- The Washington Times - Wednesday, December 1, 2021

The emergence of the omicron strain of COVID-19 is raising new questions about the still undetermined origin of the coronavirus outbreak and whether it leaked from a Chinese research laboratory in Wuhan in 2019.

Dr. Anthony Fauci, the chief Biden administration pandemic response official, said the virus mutations in the omicron variant indicate an unusual, rapid evolution. The mutations are “very different” from earlier virus offshoots, although some of the mutations can be found in the delta variant and are linked to increased transmissibility and immune evasion, he said.

“There’s a very unusual constellation of changes across the SARS-CoV-2 genome, with greater than 30 of them in the important spike protein which is the business end of the virus, particularly in its receptor-binding domain where there are about 10 mutations there,” Dr. Fauci told reporters on Tuesday.



SARS-CoV-2 is the formal name of the virus that causes COVID-19.

The large number of mutations is raising new concerns about whether the virus was laboratory-derived or spread naturally from infected animals.

According to a former military medical doctor, there are significant mutations close to what is called the “furin cleavage site,” the area that can increase the virulence of the virus, that are sparking new concerns among public health officials.

An article from August in the journal Lancet Microbe states: “The presence of a furin cleavage motif at the SARS-CoV-2 S1–S2 interface is therefore highly unusual, leading to the smoking-gun hypothesis of manipulation that has recently gained considerable attention as a possible origin” of COVID-19.

» Given data

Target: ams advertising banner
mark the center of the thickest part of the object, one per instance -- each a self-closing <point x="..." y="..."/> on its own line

» Activity list
**1)** Name every source to which the omicron news article attributes information or a quotation.
**2)** Duplicate the omicron news article from "SARS-CoV-2 is the" up to and including "from infected animals.".
**3)** According to the omicron news article, how many mutations did Dr. Fauci say are in the receptor-binding domain?

» Responses
**1)**
- Dr. Anthony Fauci
- A former military medical doctor
- An August article in the journal Lancet Microbe

**2)**
SARS-CoV-2 is the formal name of the virus that causes COVID-19.

The large number of mutations is raising new concerns about whether the virus was laboratory-derived or spread naturally from infected animals.

**3)** About 10.